=== PROBLEM DETAILS ===
Repeat the data exactly, leaving out any image.
↓↓↓
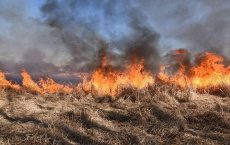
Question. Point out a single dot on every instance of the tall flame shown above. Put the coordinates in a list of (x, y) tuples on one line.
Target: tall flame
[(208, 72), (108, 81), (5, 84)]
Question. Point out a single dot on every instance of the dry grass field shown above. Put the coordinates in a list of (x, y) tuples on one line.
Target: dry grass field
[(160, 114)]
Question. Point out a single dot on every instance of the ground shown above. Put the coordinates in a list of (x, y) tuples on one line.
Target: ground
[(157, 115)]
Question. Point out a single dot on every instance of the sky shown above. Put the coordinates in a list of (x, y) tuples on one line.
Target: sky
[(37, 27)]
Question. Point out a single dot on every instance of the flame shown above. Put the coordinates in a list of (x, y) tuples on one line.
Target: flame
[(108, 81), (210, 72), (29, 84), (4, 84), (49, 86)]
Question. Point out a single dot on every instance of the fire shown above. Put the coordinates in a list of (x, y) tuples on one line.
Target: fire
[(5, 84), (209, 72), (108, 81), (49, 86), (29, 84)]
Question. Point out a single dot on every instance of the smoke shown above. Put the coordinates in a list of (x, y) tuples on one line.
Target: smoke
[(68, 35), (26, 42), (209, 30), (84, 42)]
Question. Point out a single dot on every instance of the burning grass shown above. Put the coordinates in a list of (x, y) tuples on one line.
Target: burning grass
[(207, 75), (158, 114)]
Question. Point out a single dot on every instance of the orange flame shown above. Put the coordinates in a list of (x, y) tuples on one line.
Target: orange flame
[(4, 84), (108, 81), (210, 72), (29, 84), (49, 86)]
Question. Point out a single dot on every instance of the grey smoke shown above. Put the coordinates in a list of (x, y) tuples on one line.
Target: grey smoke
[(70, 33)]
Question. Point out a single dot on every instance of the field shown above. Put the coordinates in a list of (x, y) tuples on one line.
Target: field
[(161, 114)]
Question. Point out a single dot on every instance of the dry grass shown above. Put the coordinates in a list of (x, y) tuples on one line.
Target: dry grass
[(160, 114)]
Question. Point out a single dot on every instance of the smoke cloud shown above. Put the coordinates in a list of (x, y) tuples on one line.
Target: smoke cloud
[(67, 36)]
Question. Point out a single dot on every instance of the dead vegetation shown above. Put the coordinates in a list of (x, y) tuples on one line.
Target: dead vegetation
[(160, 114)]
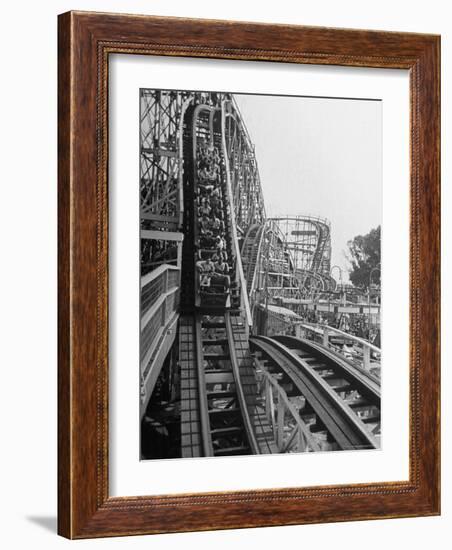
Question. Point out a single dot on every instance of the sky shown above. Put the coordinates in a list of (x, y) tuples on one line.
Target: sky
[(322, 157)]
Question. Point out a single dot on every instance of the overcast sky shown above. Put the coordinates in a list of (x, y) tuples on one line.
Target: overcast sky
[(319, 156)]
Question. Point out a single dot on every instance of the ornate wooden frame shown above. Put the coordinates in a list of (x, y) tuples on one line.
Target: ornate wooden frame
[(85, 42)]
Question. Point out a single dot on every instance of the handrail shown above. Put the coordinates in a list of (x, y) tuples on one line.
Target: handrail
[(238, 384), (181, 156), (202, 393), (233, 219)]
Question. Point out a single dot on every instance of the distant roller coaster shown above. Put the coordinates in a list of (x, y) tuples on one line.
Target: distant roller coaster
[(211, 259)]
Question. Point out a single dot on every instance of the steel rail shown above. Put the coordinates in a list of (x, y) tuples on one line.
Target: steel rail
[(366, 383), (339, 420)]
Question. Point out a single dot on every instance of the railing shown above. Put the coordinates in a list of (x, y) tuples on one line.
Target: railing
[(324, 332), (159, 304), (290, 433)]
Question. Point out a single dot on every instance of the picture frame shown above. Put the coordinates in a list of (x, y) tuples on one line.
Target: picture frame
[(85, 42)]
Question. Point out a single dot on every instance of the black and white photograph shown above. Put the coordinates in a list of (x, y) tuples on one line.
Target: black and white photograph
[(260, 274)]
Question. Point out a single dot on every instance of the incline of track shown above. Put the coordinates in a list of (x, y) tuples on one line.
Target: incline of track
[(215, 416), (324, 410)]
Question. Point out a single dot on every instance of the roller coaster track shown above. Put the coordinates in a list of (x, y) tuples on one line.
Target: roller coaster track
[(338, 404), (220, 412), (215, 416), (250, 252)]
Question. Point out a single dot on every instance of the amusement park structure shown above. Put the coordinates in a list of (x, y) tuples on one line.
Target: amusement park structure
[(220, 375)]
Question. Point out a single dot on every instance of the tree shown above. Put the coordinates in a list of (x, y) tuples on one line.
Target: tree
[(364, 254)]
↑↑↑
=== OUTPUT ===
Question. Point out a single dot on every instance of the tall flame shown above. Put the coordinates in a list of (x, y) tuples on one line.
Target: tall flame
[(208, 72), (108, 81), (5, 84)]
Question. Point out a single dot on every instance of the dry grass field shown above. Put the coordinates in a list of (x, y) tuples on one line.
Target: dry grass field
[(160, 114)]
Question. Point out a single dot on every instance of the ground shown above. Put the coordinates in a list of (x, y) tuples on one line.
Target: ground
[(157, 115)]
Question. Point out a single dot on every instance of the sky shown above. Put the coordinates in a list of (x, y) tuples on one line.
Target: sky
[(37, 27)]
Question. Point out a single dot on every instance of the flame shown above. Put the coordinates in a list of (x, y) tuples on one line.
Target: flame
[(108, 81), (210, 72), (29, 84), (4, 84), (49, 86)]
Question. Point out a single dot on every instance of the fire shown above. Put the coordinates in a list of (x, y) tuples on one line.
Target: fire
[(5, 84), (209, 72), (108, 81), (49, 86), (29, 84)]
Question. Point out a single dot on every instance of the smoke shown above. Put the coordinates in a list of (x, y) tuples on one line.
Target: smoke
[(68, 35), (26, 42), (209, 30), (84, 42)]
Question. Point out a single dot on every instance of the burning grass shown above. Put the coordinates in a list of (x, y) tuples on one line.
Target: burning grass
[(207, 75), (158, 114)]
Question. Point out a single dot on every instance of the orange flame shown above. Put the coordinates in a list of (x, y) tuples on one line.
Target: orange flame
[(4, 84), (108, 81), (210, 72), (29, 84), (49, 86)]
Question. Point out a single dot on every instance of the grey smoke shown above. Put the coordinates in a list of (x, y) tuples on one line.
Target: grey smoke
[(70, 33)]
Question. Point out a single dot on every instance of the field shown above. Put the coordinates in a list of (x, y) tuples on one line.
Target: field
[(161, 114)]
Question. Point out a single dot on every instance of the dry grass shown above. Put the coordinates in a list of (x, y) tuples on one line.
Target: dry grass
[(160, 114)]
Question. Point out a single dot on every instance of the smoke cloud shown above. Put the coordinates in a list of (x, y) tuples on one line.
Target: smoke cloud
[(67, 36)]
Question. Point out a single dot on every instance of the dead vegetation shown above. Put the coordinates in a list of (x, y) tuples on one line.
Target: dead vegetation
[(160, 114)]
Question. Point out a single dot on every instance of the sky shown above. Put the coordinates in a list of (x, y) tuples on one line.
Target: sky
[(322, 157)]
Question. Point out a single dot on every instance of the overcast sky shown above. Put the coordinates in a list of (x, y) tuples on one line.
Target: overcast sky
[(319, 156)]
Question. Point out a single dot on every instance of the ornate wooden frame shown above. Put the coordinates in a list of (x, y) tuples on one line.
Target: ornate wooden frame
[(85, 42)]
Question. Point out a single dot on every instance of the handrail shown above. Put the coordinates in a list of (x, y) tuples on one line.
Target: handrail
[(238, 384), (181, 156), (202, 393), (233, 219)]
Question. Point out a single dot on every instance of the distant roller coaster shown above. Put the coordinates in a list of (x, y) tuples on one line.
Target: distant roller coaster
[(211, 259)]
Question. Point out a single dot on every instance of the steel rail shown above. Put the coordinates in a list of (x, y) tuples on one line.
Target: steel rail
[(366, 383), (339, 420)]
Question. Point out a single dot on every instance of the railing shown above. Put the coordinates in a list of (x, y) tuples on one line.
Target: railing
[(324, 332), (159, 304), (290, 433)]
Question. Point out a single dot on every instance of the picture frame shown above. Put the coordinates in a list of (x, y) tuples on one line.
Target: picture frame
[(85, 42)]
Question. Point out a single dot on every instance of the black and white photograph shown above. Put the coordinates in a list of (x, y) tuples on one line.
Target: black and white photograph
[(260, 274)]
Question. Point out a single dot on every instance of the incline of track shown above. Put the coordinates in a list of (x, y) tuples on one line.
Target: incline of track
[(215, 416), (324, 410)]
Question. Point out a single dot on every instance of the roller coaster track shown above. Put the coordinates in a list of (x, y) tuples on one line.
Target: roller coaster track
[(338, 404), (220, 412), (215, 416), (250, 252)]
Question. Point out a single dot on every instance of the amusement park structure shown above. Put the coordinates in a list of (x, y) tuples on one line.
Target: amusement park structure
[(220, 375)]
Question. Point out a single dot on every instance of the tree shown above. Put the coordinates in a list of (x, y) tuples on one line.
Target: tree
[(364, 254)]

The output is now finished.